Required task –
Please pull out every line of the material below that contains the word "wall", copying each one unchanged.

Records for the task –
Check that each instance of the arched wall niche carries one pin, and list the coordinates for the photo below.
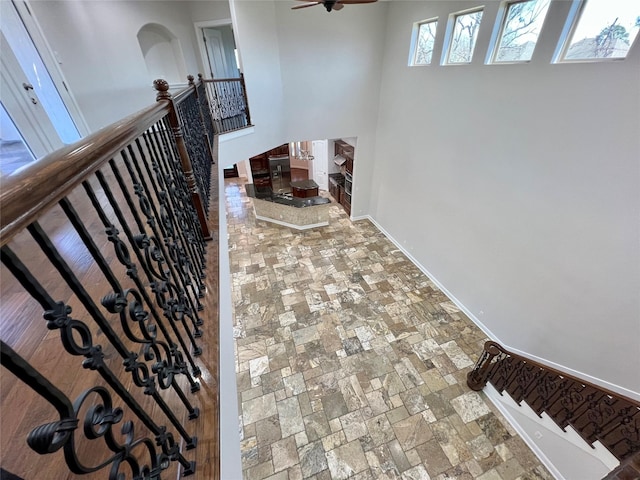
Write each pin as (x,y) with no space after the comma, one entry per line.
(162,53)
==
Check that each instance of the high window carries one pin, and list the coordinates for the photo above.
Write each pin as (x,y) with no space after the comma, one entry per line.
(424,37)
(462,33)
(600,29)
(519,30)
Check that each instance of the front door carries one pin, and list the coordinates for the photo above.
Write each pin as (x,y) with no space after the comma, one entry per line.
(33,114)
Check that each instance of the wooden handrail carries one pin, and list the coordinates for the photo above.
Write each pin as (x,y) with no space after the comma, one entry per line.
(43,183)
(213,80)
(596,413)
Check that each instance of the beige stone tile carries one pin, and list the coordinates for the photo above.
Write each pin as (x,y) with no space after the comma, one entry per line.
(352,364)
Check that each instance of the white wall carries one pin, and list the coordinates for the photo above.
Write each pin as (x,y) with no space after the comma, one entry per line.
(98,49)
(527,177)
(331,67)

Solution for this problem –
Check that each instance of the arched wall niche carries one pin, and list the coordinates for the photo below.
Check that each instance of the white wall carries one pin, and list the coordinates for the photo above.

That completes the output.